* Page extract
>> start
1. On Syria, Trump corrects course, Netanyahu presents the bill
Did Donald Trump expect that his decision to withdraw U.S. forces from Syria—a decision made spontaneously following his phone call with Turkish president Erdogan—would create such a stir? Probably not—and the president seemed taken aback by the backlash. After all, Trump has never been shy about his wish to withdraw forces from the war-torn country, not to mention the fact that it is a relatively tiny force made up of only 2000 U.S. soldiers. “We’re talking about sand and death,” said a clearly frustrated Trump last week as he tried once again to justify his move.
>> end
* Instructions to follow
Reproduce word for word the part of the passage on Trump's Syria withdrawal that opens with the words containing "1. On Syria, Trump" and closes with "justify his move.". The listing that comes next has no connection to the passage on Trump's Syria withdrawal.

[Dataset excerpt]
>> start
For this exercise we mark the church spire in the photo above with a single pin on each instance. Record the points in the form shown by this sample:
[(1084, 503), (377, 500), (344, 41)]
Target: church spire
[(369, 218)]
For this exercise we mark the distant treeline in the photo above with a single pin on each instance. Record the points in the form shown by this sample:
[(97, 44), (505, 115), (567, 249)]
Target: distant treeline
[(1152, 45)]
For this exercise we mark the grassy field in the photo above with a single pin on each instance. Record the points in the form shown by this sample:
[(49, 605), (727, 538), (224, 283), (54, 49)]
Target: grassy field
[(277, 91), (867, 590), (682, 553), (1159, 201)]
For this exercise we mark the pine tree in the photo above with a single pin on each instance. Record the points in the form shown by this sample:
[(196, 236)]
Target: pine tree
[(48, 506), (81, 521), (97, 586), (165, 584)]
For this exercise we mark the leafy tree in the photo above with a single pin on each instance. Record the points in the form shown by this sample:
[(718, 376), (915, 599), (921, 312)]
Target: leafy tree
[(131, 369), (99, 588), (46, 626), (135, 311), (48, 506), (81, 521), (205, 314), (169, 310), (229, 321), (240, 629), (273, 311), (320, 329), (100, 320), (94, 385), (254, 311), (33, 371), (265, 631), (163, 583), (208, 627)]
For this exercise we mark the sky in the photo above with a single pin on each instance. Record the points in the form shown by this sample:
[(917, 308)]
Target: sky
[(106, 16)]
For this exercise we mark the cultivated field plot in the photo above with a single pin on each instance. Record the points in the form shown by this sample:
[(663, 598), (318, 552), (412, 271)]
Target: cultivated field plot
>> end
>> start
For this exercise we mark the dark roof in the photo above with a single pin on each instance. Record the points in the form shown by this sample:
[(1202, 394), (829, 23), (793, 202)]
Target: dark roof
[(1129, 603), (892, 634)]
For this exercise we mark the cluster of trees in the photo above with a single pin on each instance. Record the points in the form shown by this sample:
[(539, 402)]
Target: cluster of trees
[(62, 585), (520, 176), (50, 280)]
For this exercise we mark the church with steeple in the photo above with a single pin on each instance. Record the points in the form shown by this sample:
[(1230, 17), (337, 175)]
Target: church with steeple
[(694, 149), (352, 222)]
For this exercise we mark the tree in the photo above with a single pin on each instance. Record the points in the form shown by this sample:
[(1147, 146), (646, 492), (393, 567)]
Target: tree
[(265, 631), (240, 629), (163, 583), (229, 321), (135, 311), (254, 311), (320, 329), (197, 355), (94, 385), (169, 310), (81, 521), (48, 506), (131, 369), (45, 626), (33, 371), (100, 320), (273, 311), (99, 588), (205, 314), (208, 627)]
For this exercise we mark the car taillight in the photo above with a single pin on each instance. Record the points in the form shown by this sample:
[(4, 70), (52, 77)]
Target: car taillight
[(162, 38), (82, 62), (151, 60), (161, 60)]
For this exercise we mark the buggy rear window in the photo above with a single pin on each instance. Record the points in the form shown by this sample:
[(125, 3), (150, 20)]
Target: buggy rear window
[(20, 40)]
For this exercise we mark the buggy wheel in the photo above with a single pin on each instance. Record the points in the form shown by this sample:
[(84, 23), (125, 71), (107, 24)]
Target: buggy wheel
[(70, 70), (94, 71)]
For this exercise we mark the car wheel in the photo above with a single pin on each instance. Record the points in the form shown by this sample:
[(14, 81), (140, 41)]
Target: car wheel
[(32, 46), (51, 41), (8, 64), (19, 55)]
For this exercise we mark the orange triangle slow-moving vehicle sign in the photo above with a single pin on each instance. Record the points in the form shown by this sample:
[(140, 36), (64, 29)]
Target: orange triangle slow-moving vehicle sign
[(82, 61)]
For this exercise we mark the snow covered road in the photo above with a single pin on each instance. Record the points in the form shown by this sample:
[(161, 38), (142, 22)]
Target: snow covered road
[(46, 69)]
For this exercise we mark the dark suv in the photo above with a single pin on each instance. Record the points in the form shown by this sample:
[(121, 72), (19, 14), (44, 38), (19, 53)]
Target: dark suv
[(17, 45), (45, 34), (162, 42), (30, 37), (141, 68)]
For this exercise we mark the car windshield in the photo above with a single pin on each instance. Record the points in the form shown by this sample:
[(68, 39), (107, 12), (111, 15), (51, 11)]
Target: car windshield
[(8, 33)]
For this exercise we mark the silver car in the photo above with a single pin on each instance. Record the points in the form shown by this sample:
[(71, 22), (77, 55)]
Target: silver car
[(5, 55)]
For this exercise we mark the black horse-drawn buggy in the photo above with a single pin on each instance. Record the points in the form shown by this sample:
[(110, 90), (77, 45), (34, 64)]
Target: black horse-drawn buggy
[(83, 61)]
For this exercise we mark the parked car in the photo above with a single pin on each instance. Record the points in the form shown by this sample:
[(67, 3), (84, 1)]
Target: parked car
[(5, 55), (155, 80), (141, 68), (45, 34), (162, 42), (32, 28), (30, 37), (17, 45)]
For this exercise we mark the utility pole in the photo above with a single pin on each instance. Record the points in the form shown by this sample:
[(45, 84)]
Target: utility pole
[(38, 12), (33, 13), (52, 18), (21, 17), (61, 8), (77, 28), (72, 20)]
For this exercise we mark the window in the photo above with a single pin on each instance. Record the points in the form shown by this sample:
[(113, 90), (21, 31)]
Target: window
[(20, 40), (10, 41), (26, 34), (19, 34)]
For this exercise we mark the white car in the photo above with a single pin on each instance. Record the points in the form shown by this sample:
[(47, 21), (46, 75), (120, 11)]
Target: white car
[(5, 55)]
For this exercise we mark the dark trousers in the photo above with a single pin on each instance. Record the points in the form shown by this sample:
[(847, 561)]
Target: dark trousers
>> end
* Solution for this exercise
1. On Syria, Trump corrects course, Netanyahu presents the bill
Did Donald Trump expect that his decision to withdraw U.S. forces from Syria—a decision made spontaneously following his phone call with Turkish president Erdogan—would create such a stir? Probably not—and the president seemed taken aback by the backlash. After all, Trump has never been shy about his wish to withdraw forces from the war-torn country, not to mention the fact that it is a relatively tiny force made up of only 2000 U.S. soldiers. “We’re talking about sand and death,” said a clearly frustrated Trump last week as he tried once again to justify his move.